**TEXT UNDER STUDY**
☆ ☆ ☆
The concentration in The Brilliant Boy on the “liberal lion” that was Evatt on the High Court Bench in the 1930s (“peak Evatt”, as Haigh described it to Phillip Adams on Late Night Live) was a great eye-opener for me.

Many cases are mentioned but one stands above all: Chester v the Council of Waverley Municipality of 1939, in which the Doc’s dissent would shine, albeit under an Australian legal bushel for almost half a century (and 20 years after the Doc’s death) when a different High Court would finally overturn the majority and agree with Evatt that “nervous shock” was a compensable injury.

The brief facts were that council workers had left a large trench virtually unsecured. It filled after days of heavy rain and seven-year-old Max Chester, described by the doctor who treated his mother as a “particularly brilliant boy …the hope of her family”, drowned in it. His mother saw his limp body pulled from the trench after a frantic search of the neighbourhood and sought for the council to take some responsibility. No recompense came directly, and nor did the NSW Supreme Court think it should have and nor, more sadly, did a majority on the High Court.

Evatt’s dissenting judgment, at 14,000 words, was far longer than a usual judgment and picked up on the developing law of negligence, then in its infancy in the common-law world, after perhaps the best-known case in legal history, Donoghue v Stevenson, decided seven years earlier by the House of Lords.
☆ ☆ ☆
**LISTED RECORDS**
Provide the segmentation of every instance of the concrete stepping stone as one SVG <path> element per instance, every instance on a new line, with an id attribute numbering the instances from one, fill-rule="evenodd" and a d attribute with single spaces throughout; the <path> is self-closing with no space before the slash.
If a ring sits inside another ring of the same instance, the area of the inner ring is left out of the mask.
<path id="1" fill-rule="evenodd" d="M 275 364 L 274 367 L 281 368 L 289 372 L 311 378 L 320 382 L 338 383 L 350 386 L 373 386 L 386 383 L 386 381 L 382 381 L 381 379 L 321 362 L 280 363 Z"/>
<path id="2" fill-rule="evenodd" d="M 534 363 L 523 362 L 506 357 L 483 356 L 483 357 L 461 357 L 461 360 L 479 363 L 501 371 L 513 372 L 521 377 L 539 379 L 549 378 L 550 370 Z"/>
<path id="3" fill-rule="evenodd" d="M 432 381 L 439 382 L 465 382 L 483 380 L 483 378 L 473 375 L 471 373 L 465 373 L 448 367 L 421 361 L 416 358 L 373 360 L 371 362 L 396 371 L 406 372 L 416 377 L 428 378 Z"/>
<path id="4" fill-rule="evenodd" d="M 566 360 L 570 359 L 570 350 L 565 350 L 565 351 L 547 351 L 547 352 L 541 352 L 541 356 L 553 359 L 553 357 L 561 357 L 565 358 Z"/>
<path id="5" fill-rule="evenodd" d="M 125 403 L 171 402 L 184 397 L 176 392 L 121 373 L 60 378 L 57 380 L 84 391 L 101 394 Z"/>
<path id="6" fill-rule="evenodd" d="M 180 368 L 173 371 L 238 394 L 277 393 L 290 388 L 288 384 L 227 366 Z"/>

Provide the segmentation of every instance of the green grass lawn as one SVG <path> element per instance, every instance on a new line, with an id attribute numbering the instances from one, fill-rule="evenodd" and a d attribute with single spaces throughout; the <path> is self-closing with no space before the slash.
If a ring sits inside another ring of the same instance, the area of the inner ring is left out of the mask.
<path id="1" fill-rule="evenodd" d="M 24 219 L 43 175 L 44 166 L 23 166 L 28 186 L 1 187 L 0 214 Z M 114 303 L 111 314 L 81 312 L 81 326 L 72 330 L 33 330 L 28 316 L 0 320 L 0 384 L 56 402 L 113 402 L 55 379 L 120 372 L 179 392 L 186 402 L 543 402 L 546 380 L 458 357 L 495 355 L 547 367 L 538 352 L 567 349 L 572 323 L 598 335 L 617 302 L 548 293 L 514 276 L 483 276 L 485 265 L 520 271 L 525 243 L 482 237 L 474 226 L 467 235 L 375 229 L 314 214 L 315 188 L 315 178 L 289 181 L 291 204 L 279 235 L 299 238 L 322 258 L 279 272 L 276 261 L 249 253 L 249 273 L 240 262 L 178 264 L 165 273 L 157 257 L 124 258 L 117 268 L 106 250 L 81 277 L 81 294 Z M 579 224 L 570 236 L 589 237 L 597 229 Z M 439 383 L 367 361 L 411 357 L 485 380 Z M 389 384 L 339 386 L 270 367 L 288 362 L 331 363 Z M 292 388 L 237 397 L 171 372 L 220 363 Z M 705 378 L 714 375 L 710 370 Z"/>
☆ ☆ ☆
**WHAT NEEDS TO BE DONE**
Can you carry the piece on Evatt's Chester dissent forward from its last sentence? The entries have nothing to do with the piece on Evatt's Chester dissent.

**EXERCISE OUTPUT**
The international jurist Geoffrey Robertson described Evatt’s dissent in Chester as “a masterly piece of jurisprudence, infused with humanity”, and “an example of Evatt’s profound belief that humanitarian principles could be deployed by judges to develop a common law that would meet the needs and challenges of a changing world”.

But the wheels of the judicial arm were slow. Not until Jaensch v Coffey in 1984 did the High Court finally side with Evatt’s judgment from 1939. As Justice (later Sir) William Deane put it, “The judgments of the majority in Chester have not worn well with time. The proposition is no longer, if it ever was, acceptable. It is simply out of accord with medical knowledge and human experience to deny that it is reasonably foreseeable that the shock suffered by a mother on seeing the body of her infant child, whom she was seeking, raised from the bottom of a water-filled trench might well be such as to cause psychoneurosis or mental illness. It must now be accepted that the conclusion on the facts in Chester in dissent is plainly to be preferred to that of the majority.” That’s about as strong as it gets in judicial language.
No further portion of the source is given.